— START OF Supplied information —

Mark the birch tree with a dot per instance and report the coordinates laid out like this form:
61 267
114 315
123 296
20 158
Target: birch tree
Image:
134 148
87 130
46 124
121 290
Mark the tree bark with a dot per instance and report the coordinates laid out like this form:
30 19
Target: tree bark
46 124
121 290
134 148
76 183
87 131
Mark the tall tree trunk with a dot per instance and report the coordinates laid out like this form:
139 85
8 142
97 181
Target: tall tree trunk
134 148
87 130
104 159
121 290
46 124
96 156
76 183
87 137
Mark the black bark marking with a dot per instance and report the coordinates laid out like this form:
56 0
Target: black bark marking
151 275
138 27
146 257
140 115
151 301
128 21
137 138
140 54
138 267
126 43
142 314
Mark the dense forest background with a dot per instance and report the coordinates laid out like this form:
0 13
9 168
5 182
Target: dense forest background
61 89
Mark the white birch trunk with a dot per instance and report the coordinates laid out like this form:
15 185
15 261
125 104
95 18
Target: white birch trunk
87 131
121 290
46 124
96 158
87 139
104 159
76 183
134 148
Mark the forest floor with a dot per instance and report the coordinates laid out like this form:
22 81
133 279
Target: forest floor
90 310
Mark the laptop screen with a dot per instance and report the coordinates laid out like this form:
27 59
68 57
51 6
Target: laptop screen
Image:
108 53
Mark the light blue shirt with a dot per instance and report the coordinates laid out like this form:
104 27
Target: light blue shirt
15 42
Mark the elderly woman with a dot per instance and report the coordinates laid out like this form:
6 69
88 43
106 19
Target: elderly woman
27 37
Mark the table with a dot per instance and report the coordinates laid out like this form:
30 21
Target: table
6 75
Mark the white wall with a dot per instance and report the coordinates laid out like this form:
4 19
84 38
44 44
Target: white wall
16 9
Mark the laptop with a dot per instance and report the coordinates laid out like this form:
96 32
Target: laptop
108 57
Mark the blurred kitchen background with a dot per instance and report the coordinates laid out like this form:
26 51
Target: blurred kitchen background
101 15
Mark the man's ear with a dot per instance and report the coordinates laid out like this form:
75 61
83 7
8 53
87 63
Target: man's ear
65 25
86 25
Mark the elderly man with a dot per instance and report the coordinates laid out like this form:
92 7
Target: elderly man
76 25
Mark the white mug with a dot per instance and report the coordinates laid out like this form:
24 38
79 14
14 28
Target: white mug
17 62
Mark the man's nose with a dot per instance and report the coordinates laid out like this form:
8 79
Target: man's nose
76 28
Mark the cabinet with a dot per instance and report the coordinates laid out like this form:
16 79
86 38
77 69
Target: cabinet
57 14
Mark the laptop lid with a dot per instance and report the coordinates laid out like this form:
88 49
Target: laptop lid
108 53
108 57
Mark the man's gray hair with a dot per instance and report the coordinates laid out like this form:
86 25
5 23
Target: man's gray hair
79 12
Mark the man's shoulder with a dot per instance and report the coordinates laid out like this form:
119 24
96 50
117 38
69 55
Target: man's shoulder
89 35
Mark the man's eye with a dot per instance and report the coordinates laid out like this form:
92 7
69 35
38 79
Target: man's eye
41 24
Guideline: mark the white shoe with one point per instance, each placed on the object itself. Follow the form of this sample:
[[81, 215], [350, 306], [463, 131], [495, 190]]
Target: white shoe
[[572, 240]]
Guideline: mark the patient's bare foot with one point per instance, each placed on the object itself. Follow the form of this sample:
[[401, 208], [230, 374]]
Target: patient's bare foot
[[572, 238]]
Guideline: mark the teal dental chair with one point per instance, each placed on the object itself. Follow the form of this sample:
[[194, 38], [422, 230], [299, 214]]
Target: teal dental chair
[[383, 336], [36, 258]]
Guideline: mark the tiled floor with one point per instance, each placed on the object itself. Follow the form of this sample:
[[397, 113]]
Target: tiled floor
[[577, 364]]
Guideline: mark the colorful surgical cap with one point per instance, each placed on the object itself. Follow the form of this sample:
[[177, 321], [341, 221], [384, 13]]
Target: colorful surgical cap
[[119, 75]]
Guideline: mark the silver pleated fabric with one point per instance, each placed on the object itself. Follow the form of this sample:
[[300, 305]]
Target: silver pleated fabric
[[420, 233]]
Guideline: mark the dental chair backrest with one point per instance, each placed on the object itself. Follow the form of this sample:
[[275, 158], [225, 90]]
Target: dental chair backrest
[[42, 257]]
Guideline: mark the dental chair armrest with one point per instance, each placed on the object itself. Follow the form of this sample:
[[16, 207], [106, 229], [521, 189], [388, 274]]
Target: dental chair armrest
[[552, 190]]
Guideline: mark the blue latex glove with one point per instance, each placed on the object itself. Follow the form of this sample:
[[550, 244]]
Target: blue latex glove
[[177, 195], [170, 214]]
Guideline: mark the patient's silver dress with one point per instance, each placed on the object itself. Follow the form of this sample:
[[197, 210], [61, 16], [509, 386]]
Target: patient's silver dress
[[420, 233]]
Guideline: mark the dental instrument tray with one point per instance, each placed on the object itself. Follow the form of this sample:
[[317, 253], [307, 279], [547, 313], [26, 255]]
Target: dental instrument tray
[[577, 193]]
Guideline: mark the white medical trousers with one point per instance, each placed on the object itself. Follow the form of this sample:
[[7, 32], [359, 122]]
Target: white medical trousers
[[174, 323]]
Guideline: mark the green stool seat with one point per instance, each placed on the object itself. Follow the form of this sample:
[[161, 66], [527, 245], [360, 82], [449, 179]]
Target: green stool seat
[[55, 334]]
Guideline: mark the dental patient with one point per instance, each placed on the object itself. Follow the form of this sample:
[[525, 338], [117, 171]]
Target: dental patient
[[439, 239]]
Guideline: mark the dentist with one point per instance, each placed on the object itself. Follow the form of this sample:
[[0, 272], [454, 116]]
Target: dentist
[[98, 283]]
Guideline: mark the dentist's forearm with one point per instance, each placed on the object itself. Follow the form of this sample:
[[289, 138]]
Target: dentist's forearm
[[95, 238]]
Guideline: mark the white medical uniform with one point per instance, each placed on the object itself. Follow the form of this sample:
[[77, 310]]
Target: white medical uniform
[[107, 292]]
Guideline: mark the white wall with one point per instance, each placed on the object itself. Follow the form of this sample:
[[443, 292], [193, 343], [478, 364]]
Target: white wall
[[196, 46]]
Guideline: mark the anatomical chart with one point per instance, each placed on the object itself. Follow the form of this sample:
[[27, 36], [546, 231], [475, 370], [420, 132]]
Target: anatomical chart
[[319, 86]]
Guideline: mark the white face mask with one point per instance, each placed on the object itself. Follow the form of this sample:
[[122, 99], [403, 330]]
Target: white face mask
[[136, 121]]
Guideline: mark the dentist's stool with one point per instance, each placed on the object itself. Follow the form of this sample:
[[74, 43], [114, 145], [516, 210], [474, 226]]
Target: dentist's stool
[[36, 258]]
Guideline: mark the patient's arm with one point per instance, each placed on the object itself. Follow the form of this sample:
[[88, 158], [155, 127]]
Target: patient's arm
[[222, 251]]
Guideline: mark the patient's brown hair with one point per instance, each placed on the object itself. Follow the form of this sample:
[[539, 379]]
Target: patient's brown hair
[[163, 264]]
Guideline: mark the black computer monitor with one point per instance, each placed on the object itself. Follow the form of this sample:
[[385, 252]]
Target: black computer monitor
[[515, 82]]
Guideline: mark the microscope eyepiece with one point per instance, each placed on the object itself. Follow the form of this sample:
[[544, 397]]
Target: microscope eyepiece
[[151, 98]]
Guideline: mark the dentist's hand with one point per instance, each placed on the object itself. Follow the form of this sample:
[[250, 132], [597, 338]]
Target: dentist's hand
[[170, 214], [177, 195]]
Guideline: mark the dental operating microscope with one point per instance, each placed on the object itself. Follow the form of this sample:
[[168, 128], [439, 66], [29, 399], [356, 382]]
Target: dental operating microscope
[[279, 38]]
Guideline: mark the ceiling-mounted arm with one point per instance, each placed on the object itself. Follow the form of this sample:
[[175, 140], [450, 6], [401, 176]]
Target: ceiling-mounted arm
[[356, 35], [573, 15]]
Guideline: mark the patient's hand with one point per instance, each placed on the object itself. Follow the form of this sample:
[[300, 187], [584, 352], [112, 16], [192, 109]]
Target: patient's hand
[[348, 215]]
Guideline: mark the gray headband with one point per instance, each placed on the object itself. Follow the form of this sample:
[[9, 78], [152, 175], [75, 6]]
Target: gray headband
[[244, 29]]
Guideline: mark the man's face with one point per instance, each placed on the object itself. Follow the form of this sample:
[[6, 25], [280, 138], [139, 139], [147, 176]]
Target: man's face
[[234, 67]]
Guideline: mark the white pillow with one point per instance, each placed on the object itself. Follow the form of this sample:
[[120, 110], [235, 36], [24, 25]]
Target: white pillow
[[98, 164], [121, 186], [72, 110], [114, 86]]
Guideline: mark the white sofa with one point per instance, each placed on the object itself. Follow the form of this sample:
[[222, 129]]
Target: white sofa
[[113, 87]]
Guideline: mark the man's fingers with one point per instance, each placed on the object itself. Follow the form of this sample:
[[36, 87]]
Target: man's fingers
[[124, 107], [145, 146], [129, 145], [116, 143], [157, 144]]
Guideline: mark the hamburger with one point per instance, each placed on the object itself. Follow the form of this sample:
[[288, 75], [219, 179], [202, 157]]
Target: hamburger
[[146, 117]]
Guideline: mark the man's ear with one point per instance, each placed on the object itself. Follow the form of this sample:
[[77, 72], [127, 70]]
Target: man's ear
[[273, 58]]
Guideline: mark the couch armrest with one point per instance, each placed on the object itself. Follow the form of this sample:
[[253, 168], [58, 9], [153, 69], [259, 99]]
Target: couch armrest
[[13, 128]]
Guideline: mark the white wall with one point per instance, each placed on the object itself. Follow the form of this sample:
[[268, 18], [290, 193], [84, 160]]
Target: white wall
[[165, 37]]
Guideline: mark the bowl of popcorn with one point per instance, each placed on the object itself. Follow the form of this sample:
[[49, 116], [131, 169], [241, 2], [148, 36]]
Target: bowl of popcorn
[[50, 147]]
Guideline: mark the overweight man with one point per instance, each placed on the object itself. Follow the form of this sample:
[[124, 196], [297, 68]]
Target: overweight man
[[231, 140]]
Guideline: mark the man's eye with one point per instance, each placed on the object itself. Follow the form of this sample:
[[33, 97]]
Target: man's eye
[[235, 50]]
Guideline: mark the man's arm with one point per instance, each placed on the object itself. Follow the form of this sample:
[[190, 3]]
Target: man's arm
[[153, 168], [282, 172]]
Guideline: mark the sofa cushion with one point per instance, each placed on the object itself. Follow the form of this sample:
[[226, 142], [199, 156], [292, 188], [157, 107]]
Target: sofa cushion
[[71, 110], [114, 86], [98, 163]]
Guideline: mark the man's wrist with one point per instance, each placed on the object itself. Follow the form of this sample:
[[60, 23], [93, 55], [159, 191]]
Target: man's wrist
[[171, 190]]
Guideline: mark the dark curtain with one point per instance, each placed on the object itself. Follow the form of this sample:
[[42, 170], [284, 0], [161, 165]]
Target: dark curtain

— END OF Supplied information —

* **The task**:
Go back to the data above and please quote exactly, and only, the lines from the line with "Guideline: mark the man's wrist" through its last line.

* **Solution to this problem**:
Guideline: mark the man's wrist with one point per instance, each placed on the object itself. Follow the form of this sample:
[[60, 23], [93, 55], [159, 191]]
Target: man's wrist
[[171, 190]]
Guideline: mark the dark curtain with one point per instance, each placed on the object itself. Follow the form of this sample:
[[42, 170], [284, 0], [161, 165]]
Target: dark curtain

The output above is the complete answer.